__What you have to do__
From the entries below, copy every line that holds the word "would".

(Listed records Opens)

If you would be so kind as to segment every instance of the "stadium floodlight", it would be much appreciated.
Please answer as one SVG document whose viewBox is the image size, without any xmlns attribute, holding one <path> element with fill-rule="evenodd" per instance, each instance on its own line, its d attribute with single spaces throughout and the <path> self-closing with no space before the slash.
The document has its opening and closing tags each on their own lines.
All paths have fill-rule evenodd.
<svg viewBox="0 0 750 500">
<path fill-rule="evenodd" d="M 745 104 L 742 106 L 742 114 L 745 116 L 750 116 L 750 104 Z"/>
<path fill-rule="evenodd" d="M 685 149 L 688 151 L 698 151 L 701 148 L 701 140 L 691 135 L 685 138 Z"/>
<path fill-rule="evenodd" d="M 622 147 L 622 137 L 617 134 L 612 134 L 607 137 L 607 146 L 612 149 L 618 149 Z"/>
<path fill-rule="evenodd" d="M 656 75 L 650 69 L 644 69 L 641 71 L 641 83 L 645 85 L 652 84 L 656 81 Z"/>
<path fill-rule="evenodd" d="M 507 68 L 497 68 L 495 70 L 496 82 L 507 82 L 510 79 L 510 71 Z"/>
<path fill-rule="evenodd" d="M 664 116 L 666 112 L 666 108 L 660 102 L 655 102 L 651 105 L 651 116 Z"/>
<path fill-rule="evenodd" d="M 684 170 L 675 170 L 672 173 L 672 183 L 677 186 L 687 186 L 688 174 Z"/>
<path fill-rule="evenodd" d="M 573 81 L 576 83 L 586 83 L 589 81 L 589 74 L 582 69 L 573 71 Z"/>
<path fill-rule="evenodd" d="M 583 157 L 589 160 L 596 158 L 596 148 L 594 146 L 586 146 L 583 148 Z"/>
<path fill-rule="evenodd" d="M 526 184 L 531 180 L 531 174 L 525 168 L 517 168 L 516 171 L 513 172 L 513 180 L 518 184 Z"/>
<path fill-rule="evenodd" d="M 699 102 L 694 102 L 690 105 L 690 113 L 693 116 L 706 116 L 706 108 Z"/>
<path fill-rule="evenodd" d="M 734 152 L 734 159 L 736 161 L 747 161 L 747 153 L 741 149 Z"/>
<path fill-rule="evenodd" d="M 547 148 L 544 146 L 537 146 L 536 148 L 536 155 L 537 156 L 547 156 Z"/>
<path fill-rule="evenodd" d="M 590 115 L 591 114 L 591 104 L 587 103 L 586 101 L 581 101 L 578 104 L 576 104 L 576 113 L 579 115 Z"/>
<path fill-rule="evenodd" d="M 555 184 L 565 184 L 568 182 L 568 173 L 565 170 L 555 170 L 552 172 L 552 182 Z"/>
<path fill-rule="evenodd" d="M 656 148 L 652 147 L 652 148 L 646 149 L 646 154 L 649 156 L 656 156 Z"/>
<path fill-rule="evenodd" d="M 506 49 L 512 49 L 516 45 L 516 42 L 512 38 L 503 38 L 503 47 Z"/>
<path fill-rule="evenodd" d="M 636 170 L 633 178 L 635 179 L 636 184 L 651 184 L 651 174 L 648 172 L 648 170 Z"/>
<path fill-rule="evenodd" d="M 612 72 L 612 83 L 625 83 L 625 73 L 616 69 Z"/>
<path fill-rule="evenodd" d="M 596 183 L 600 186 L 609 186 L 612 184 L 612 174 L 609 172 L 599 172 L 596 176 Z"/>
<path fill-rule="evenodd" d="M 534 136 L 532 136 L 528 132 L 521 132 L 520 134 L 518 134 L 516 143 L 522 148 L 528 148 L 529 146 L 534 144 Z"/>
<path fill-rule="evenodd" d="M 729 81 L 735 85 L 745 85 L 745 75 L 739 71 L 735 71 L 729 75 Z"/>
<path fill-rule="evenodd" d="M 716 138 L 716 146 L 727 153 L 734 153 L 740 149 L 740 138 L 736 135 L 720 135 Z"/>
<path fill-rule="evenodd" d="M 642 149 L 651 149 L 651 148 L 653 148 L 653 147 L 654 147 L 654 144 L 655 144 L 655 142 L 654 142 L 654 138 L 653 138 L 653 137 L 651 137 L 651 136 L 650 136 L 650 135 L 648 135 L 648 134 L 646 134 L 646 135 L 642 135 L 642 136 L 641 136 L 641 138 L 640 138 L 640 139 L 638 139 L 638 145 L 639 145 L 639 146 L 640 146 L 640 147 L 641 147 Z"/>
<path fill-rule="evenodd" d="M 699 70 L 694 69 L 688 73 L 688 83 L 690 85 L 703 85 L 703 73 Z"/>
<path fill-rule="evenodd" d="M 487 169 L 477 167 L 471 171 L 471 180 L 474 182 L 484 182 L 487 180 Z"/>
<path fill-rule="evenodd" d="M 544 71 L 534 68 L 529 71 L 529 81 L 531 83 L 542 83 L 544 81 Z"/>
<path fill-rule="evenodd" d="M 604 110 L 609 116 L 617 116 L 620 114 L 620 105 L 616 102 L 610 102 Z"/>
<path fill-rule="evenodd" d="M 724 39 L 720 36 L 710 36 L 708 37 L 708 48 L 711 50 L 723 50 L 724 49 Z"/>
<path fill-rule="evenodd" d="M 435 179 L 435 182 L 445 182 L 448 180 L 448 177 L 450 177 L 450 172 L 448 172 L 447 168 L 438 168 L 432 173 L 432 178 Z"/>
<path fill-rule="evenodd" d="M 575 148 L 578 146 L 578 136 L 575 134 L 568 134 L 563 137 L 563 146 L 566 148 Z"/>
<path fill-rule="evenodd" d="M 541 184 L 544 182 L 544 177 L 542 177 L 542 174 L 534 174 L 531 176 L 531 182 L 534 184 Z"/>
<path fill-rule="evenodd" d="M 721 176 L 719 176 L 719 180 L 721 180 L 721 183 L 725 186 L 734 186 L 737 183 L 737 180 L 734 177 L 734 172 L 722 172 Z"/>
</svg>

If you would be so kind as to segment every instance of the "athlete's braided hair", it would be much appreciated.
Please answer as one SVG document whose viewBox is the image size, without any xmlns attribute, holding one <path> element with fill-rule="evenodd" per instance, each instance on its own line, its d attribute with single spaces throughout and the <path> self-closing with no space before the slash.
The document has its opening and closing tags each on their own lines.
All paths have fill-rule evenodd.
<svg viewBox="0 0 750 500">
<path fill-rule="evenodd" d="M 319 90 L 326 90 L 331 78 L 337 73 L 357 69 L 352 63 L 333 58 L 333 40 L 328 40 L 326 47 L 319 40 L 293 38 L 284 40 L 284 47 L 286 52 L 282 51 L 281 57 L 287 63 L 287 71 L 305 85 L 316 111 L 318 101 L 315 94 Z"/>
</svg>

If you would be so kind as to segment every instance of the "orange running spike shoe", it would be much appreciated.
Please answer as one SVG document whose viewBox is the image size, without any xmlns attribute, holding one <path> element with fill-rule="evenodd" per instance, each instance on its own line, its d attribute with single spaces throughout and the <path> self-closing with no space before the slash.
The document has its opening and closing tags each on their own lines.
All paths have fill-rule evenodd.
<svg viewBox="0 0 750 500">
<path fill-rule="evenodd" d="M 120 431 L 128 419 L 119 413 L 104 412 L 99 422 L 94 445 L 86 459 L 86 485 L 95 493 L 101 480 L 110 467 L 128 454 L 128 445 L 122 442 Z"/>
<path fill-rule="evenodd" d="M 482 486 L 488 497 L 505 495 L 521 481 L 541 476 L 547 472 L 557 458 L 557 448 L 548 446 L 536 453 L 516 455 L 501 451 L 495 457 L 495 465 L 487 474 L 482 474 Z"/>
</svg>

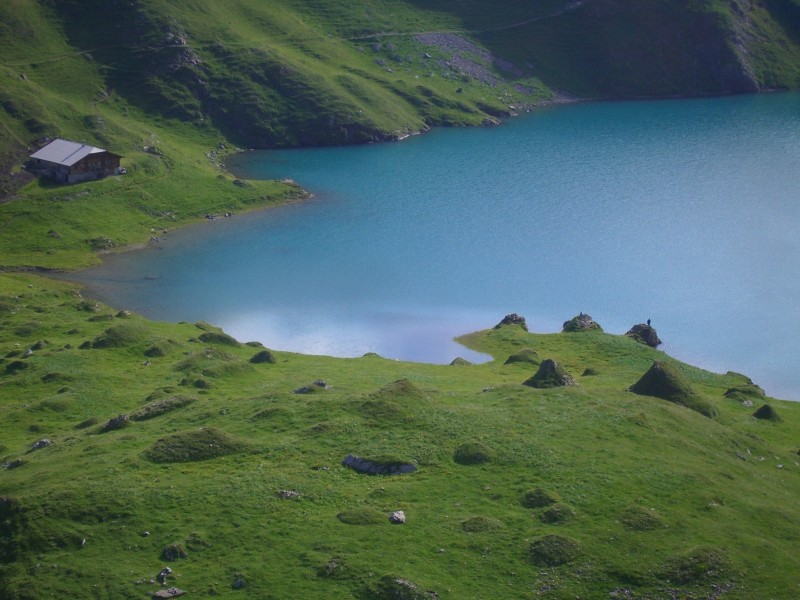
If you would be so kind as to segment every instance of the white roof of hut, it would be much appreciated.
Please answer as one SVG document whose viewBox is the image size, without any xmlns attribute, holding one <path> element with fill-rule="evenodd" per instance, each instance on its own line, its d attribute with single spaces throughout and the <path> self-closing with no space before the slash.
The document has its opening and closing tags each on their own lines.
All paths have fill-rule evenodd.
<svg viewBox="0 0 800 600">
<path fill-rule="evenodd" d="M 31 158 L 71 167 L 82 158 L 86 158 L 90 154 L 96 154 L 98 152 L 105 152 L 105 150 L 103 148 L 96 148 L 95 146 L 70 142 L 69 140 L 62 140 L 59 138 L 31 154 Z"/>
</svg>

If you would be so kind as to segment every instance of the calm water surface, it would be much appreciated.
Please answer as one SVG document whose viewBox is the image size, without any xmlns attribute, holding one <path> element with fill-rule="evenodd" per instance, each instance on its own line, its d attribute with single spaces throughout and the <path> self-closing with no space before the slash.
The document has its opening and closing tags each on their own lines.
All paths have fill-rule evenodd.
<svg viewBox="0 0 800 600">
<path fill-rule="evenodd" d="M 116 307 L 307 353 L 480 360 L 452 337 L 578 312 L 800 400 L 800 95 L 561 106 L 401 143 L 240 155 L 311 201 L 80 278 Z"/>
</svg>

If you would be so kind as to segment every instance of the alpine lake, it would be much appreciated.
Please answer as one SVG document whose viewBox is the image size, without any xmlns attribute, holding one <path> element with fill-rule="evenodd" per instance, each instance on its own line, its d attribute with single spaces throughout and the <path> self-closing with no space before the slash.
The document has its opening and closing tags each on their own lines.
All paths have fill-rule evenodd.
<svg viewBox="0 0 800 600">
<path fill-rule="evenodd" d="M 449 363 L 516 312 L 652 319 L 668 354 L 800 400 L 800 94 L 536 109 L 402 142 L 253 151 L 312 199 L 72 274 L 157 320 L 310 354 Z"/>
</svg>

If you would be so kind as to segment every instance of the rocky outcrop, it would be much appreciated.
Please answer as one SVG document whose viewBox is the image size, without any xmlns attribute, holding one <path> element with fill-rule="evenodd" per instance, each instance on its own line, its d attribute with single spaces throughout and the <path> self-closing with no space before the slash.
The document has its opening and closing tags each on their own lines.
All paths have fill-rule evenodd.
<svg viewBox="0 0 800 600">
<path fill-rule="evenodd" d="M 580 313 L 572 317 L 569 321 L 564 321 L 563 331 L 568 333 L 577 331 L 603 331 L 603 328 L 589 315 Z"/>
<path fill-rule="evenodd" d="M 647 344 L 651 348 L 656 348 L 661 344 L 661 340 L 658 338 L 655 328 L 650 325 L 649 321 L 647 323 L 634 325 L 625 335 L 632 337 L 637 342 Z"/>
<path fill-rule="evenodd" d="M 559 365 L 552 358 L 542 361 L 539 365 L 539 370 L 536 374 L 522 382 L 522 385 L 528 387 L 545 389 L 562 387 L 567 385 L 578 385 L 578 382 L 564 370 L 564 367 Z"/>
<path fill-rule="evenodd" d="M 517 313 L 511 313 L 503 317 L 503 319 L 494 326 L 495 329 L 500 329 L 504 325 L 519 325 L 525 331 L 528 331 L 528 324 L 525 322 L 525 317 Z"/>
</svg>

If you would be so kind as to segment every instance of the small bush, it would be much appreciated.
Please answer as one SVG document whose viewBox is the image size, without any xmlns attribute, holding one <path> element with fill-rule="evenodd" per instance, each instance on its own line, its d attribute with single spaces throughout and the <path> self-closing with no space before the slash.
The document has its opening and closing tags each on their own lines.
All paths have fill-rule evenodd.
<svg viewBox="0 0 800 600">
<path fill-rule="evenodd" d="M 453 460 L 460 465 L 480 465 L 495 459 L 494 450 L 481 442 L 461 444 L 453 453 Z"/>
<path fill-rule="evenodd" d="M 558 494 L 537 487 L 522 494 L 520 504 L 525 508 L 543 508 L 555 504 L 560 500 L 561 498 Z"/>
<path fill-rule="evenodd" d="M 667 362 L 655 361 L 639 381 L 630 387 L 630 391 L 685 406 L 705 417 L 713 418 L 717 414 L 713 406 L 695 393 L 683 373 Z"/>
<path fill-rule="evenodd" d="M 362 596 L 369 600 L 433 600 L 438 597 L 438 594 L 426 592 L 416 583 L 394 575 L 384 575 Z"/>
<path fill-rule="evenodd" d="M 186 554 L 186 548 L 183 547 L 183 544 L 169 544 L 164 546 L 164 549 L 161 551 L 161 558 L 169 561 L 186 558 L 187 556 L 189 555 Z"/>
<path fill-rule="evenodd" d="M 467 367 L 467 366 L 469 366 L 471 364 L 472 363 L 469 362 L 467 359 L 461 358 L 460 356 L 458 356 L 458 357 L 453 359 L 453 362 L 450 363 L 450 366 L 451 367 Z"/>
<path fill-rule="evenodd" d="M 533 564 L 542 567 L 557 567 L 574 561 L 581 555 L 581 549 L 573 539 L 560 535 L 545 535 L 529 547 Z"/>
</svg>

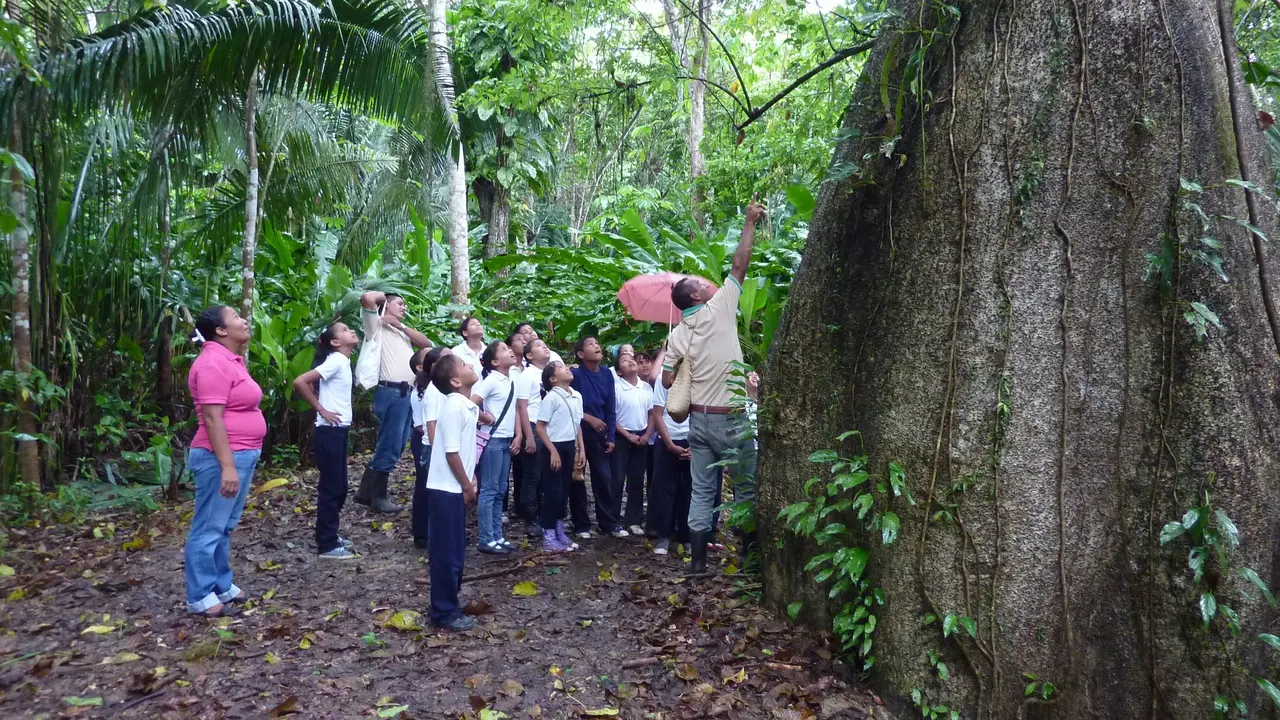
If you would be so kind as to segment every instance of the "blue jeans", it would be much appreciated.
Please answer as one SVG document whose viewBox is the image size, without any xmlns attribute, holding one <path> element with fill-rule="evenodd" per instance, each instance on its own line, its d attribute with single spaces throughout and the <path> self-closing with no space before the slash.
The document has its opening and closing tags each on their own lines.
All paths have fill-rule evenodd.
<svg viewBox="0 0 1280 720">
<path fill-rule="evenodd" d="M 409 442 L 409 432 L 413 430 L 409 393 L 401 395 L 395 388 L 379 385 L 373 391 L 373 414 L 378 416 L 378 443 L 373 448 L 369 467 L 391 472 L 400 461 L 404 444 Z"/>
<path fill-rule="evenodd" d="M 489 438 L 480 454 L 476 478 L 480 499 L 476 515 L 480 524 L 480 544 L 502 539 L 502 498 L 507 496 L 507 475 L 511 472 L 511 438 Z"/>
<path fill-rule="evenodd" d="M 729 450 L 737 449 L 729 468 L 735 501 L 756 500 L 756 445 L 742 439 L 742 413 L 715 415 L 689 413 L 689 453 L 693 487 L 689 497 L 689 531 L 709 532 L 716 529 L 716 513 L 720 489 L 724 485 L 724 468 L 716 463 L 729 459 Z"/>
<path fill-rule="evenodd" d="M 231 600 L 240 588 L 231 582 L 231 531 L 240 524 L 249 482 L 261 450 L 232 453 L 240 475 L 240 491 L 222 497 L 222 466 L 212 452 L 192 448 L 187 467 L 196 480 L 196 507 L 183 551 L 187 578 L 187 612 L 200 613 Z"/>
</svg>

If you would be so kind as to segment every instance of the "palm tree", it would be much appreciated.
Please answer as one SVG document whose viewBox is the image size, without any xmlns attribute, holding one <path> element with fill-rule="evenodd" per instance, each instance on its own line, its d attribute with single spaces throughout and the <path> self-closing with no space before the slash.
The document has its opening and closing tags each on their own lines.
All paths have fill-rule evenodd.
<svg viewBox="0 0 1280 720">
<path fill-rule="evenodd" d="M 431 60 L 440 104 L 452 131 L 447 168 L 449 202 L 446 232 L 449 240 L 450 297 L 455 305 L 466 305 L 471 293 L 471 263 L 467 249 L 467 172 L 459 132 L 458 110 L 454 105 L 453 63 L 449 55 L 449 28 L 445 19 L 446 0 L 430 0 Z M 456 144 L 456 150 L 453 146 Z M 456 157 L 455 157 L 456 153 Z"/>
<path fill-rule="evenodd" d="M 194 167 L 194 159 L 217 145 L 214 140 L 220 134 L 225 135 L 223 118 L 230 112 L 245 105 L 261 108 L 273 97 L 306 97 L 413 128 L 427 138 L 438 134 L 434 130 L 439 115 L 435 111 L 437 93 L 432 87 L 434 73 L 427 53 L 426 18 L 389 0 L 337 0 L 323 7 L 303 0 L 250 0 L 234 7 L 203 1 L 191 8 L 171 4 L 168 9 L 146 11 L 88 35 L 77 35 L 85 29 L 80 11 L 87 8 L 72 8 L 74 12 L 66 17 L 55 17 L 66 5 L 8 0 L 6 8 L 13 17 L 28 18 L 32 26 L 36 23 L 29 18 L 38 16 L 40 27 L 61 28 L 61 34 L 37 37 L 38 50 L 31 64 L 43 76 L 42 83 L 33 83 L 28 74 L 17 72 L 11 60 L 0 61 L 0 67 L 8 70 L 0 77 L 0 133 L 13 140 L 14 152 L 25 152 L 30 157 L 61 158 L 71 156 L 73 151 L 85 152 L 72 211 L 66 220 L 57 214 L 56 197 L 52 202 L 45 198 L 45 202 L 31 206 L 35 217 L 29 226 L 34 234 L 15 234 L 11 238 L 15 259 L 22 260 L 10 263 L 13 279 L 22 280 L 15 282 L 15 288 L 34 290 L 26 307 L 15 307 L 22 310 L 15 313 L 16 319 L 29 319 L 15 322 L 17 332 L 13 337 L 19 367 L 43 362 L 39 369 L 48 372 L 58 366 L 58 358 L 62 357 L 64 367 L 70 358 L 71 372 L 75 368 L 78 349 L 71 331 L 56 323 L 41 322 L 42 317 L 54 317 L 54 313 L 42 316 L 32 312 L 32 305 L 72 317 L 76 316 L 72 308 L 79 306 L 87 311 L 91 303 L 100 303 L 103 319 L 107 320 L 105 327 L 110 328 L 108 341 L 119 337 L 120 342 L 125 342 L 124 338 L 130 335 L 147 335 L 138 332 L 145 328 L 147 318 L 168 317 L 169 296 L 175 288 L 167 270 L 173 252 L 179 249 L 176 236 L 182 234 L 175 229 L 171 205 L 176 194 L 185 196 L 183 202 L 190 205 L 202 202 L 200 198 L 209 197 L 211 191 L 225 191 L 207 187 L 206 174 Z M 251 78 L 256 82 L 251 83 Z M 251 93 L 246 92 L 251 85 L 257 94 L 252 103 L 248 102 Z M 240 129 L 256 131 L 248 123 L 259 115 L 256 111 L 245 113 Z M 116 126 L 119 132 L 100 133 L 95 129 L 107 124 Z M 101 161 L 117 157 L 122 148 L 99 143 L 97 138 L 112 135 L 131 143 L 146 126 L 157 129 L 157 140 L 148 148 L 151 152 L 147 166 L 137 174 L 130 173 L 136 183 L 122 185 L 123 178 L 103 173 Z M 80 137 L 94 138 L 85 143 L 87 150 L 85 145 L 75 144 L 75 133 L 84 130 L 92 132 Z M 249 142 L 256 144 L 258 136 L 258 132 L 246 132 L 242 147 L 247 148 Z M 37 143 L 48 152 L 32 153 Z M 246 179 L 259 155 L 240 155 Z M 192 172 L 178 172 L 184 166 Z M 37 187 L 56 192 L 61 184 L 60 174 L 60 165 L 37 163 Z M 242 269 L 248 270 L 242 276 L 251 281 L 256 255 L 253 238 L 259 231 L 265 206 L 259 198 L 258 207 L 252 208 L 248 186 L 247 182 L 240 186 L 243 192 L 239 203 L 245 221 L 240 242 Z M 84 193 L 86 188 L 96 189 L 96 197 Z M 24 184 L 11 183 L 13 207 L 21 207 L 23 212 L 28 205 L 25 194 Z M 101 202 L 86 202 L 86 194 Z M 188 220 L 178 220 L 177 225 L 186 231 L 192 227 Z M 156 254 L 137 245 L 140 235 L 135 228 L 146 228 L 141 237 L 159 235 Z M 26 226 L 22 231 L 25 229 Z M 113 252 L 113 246 L 124 252 Z M 99 259 L 90 259 L 95 256 Z M 134 268 L 157 256 L 159 292 L 149 293 L 145 285 L 137 285 Z M 37 257 L 44 263 L 38 276 L 51 280 L 33 285 L 26 278 L 31 276 L 29 268 Z M 73 278 L 82 282 L 77 284 Z M 75 295 L 63 295 L 60 287 L 73 285 Z M 245 310 L 251 312 L 252 287 L 246 285 L 242 283 L 241 295 L 250 302 Z M 191 297 L 189 286 L 176 290 Z M 210 290 L 216 294 L 216 284 L 206 285 L 203 294 L 207 297 Z M 112 294 L 123 302 L 102 302 Z M 23 300 L 18 298 L 16 303 L 24 304 Z M 78 316 L 83 317 L 83 312 Z M 128 329 L 135 325 L 139 326 L 136 330 Z M 47 343 L 59 344 L 62 355 L 33 353 L 33 328 L 43 333 Z M 159 331 L 157 364 L 167 365 L 170 324 L 164 319 L 151 328 Z M 23 331 L 27 331 L 25 338 Z M 166 383 L 167 378 L 156 382 L 162 398 L 167 394 Z M 37 434 L 27 430 L 25 426 L 19 428 L 25 435 Z M 27 444 L 34 456 L 34 443 Z M 23 452 L 25 468 L 25 447 Z"/>
</svg>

(Listed records Closes)

__Exercise result__
If you would be so kind as to segment every instance of the "stadium floodlight", it would be much appreciated.
If you would be so kind as to segment every instance of the "athlete's braided hair", it would be much appreciated.
If you would be so kind as to segment every instance of the "orange running spike shoe", it would be much appreciated.
If you would be so kind as to segment every instance of the white roof of hut, it would be much appreciated.
If you would be so kind as to segment every instance of the calm water surface, it would be much appreciated.
If you would be so kind as to segment every instance of the alpine lake, it would be much appreciated.
If you would be so kind as to segment every instance of the rocky outcrop, it would be much appreciated.
If you would be so kind as to segment every instance of the small bush, it would be much appreciated.
If you would be so kind as to segment every instance of the "blue jeans", it would be much appreciated.
If you would be so kind as to segment every instance of the "palm tree", it would be much appreciated.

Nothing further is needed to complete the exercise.